=== TASK INSTRUCTIONS ===
Find each line in the items below that contains the string "instance" and copy it out. Uppercase and lowercase letters must match.
— BEGIN SOURCE MATERIAL —
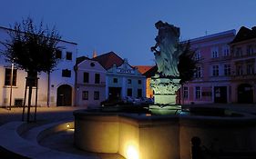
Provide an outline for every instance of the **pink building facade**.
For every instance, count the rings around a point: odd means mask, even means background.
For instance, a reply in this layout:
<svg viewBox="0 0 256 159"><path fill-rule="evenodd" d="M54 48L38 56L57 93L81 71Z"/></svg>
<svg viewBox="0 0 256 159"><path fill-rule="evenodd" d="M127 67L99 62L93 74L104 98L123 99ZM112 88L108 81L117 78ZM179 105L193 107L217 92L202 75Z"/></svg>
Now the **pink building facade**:
<svg viewBox="0 0 256 159"><path fill-rule="evenodd" d="M256 103L256 27L241 27L230 46L234 73L231 79L231 101Z"/></svg>
<svg viewBox="0 0 256 159"><path fill-rule="evenodd" d="M229 30L190 40L198 61L194 79L187 82L179 92L179 103L210 104L231 103L233 75L229 44L235 30Z"/></svg>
— END SOURCE MATERIAL —
=== THE SOLUTION ===
Provide an outline for every instance of the **pink building facade**.
For every instance, count the rings around a point: odd means mask, even means background.
For instance, a reply in this layout:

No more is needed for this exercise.